TASK DESCRIPTION
Copy out, word for word, everything in the items from the line containing "Greenhouse-scouting task: tag the green" down to the line containing "Greenhouse-scouting task: tag the sky", including both of those lines.

MATERIAL PROVIDED
------------------------------------

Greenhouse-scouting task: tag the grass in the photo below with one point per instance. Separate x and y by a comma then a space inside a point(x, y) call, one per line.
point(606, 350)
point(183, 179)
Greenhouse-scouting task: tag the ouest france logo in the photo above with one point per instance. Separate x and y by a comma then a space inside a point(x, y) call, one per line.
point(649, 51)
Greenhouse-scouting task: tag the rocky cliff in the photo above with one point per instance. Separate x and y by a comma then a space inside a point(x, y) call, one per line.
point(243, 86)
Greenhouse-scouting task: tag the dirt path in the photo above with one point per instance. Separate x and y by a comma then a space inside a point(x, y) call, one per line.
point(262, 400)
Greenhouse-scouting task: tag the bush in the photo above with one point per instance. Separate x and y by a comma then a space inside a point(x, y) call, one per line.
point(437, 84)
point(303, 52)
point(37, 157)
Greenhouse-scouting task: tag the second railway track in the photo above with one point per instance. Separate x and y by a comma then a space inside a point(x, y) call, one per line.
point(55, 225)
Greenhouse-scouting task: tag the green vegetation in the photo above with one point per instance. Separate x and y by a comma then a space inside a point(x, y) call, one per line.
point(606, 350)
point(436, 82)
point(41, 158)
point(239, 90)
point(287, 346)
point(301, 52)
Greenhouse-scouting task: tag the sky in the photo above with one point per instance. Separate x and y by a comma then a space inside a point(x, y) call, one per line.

------------------------------------

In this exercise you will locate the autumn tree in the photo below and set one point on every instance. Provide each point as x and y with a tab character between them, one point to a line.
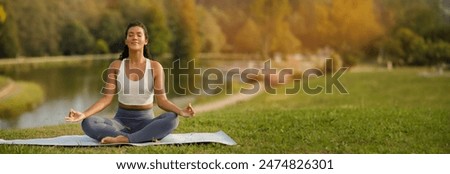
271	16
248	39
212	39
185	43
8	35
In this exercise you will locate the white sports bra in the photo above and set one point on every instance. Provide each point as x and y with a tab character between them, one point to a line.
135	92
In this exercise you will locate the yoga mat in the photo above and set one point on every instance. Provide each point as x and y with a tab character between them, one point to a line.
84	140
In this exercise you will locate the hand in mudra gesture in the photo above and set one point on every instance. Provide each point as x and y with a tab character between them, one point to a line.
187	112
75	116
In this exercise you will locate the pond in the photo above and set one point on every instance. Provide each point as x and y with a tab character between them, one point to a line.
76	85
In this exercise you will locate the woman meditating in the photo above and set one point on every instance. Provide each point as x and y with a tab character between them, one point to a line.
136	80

------------------------------------

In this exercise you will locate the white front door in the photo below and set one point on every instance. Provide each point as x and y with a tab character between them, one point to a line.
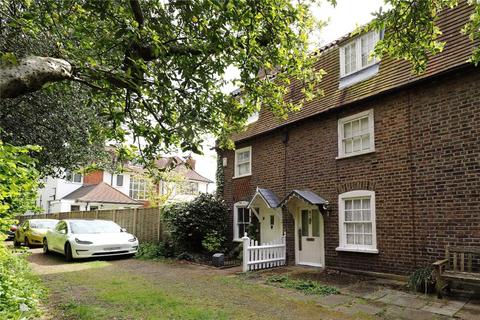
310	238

------------------------------------

EXPECTED OUTPUT
Greenhouse-scouting task: tag the green vegetation in the photo above with one point per instance. Separate x and y by a comma then a space inside a point(x, y) call, one per line.
point(606, 350)
point(436, 82)
point(41, 158)
point(239, 90)
point(287, 346)
point(301, 52)
Greenhouse-scouting task: tag the sky in the photo above with one point per instance. Separate x and y by a comma then a space inside a point(x, y) call, one per line.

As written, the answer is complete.